DATA IN THIS EXERCISE
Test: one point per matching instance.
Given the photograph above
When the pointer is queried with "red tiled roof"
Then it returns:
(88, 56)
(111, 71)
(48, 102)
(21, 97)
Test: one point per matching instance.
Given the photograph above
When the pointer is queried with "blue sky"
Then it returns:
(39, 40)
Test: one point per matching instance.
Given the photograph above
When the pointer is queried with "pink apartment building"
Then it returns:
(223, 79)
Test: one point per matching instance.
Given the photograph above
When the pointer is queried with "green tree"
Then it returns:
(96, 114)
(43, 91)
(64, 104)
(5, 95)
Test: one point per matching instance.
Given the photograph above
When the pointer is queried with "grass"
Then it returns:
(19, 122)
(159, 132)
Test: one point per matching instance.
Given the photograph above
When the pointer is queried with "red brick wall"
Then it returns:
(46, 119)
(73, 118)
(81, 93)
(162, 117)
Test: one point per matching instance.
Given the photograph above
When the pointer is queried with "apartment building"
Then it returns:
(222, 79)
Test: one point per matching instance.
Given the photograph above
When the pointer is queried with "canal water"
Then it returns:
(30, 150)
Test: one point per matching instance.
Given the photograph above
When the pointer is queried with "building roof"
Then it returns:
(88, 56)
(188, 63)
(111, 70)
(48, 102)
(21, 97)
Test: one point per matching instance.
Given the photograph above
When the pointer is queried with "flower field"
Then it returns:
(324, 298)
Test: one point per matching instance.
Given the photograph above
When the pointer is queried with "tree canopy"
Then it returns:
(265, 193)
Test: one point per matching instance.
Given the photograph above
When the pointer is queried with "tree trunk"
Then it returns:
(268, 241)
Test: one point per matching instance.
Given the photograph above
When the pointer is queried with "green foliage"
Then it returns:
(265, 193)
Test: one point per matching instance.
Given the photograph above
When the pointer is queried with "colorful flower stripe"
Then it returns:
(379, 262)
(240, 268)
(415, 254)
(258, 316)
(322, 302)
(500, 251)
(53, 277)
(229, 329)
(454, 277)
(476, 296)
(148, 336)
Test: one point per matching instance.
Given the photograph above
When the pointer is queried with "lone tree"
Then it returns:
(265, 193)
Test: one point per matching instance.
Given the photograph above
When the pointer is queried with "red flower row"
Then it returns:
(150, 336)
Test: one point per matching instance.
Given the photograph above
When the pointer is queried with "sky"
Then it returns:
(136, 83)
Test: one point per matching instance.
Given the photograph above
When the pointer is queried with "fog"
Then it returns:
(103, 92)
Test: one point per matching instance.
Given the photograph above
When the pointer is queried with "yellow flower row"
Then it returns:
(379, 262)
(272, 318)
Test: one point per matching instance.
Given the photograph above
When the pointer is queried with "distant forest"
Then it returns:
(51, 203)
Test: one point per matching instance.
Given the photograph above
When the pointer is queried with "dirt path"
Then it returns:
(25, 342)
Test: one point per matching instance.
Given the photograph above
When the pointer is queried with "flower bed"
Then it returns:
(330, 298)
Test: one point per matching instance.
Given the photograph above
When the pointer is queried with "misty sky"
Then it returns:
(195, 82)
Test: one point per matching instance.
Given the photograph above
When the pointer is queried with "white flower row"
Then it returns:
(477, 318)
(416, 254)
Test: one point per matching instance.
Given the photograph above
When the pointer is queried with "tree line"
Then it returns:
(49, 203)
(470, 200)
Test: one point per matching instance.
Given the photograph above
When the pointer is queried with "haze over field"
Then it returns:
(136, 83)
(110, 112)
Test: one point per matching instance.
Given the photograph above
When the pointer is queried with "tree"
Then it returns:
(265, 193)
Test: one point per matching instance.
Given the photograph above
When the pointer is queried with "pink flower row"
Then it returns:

SET PROBLEM
List each line of the listing above that contains the word "apartment", copying every such line in full.

PROBLEM SOLUTION
When the pointer is queried with "pink apartment building"
When the pointer is queried with "apartment building"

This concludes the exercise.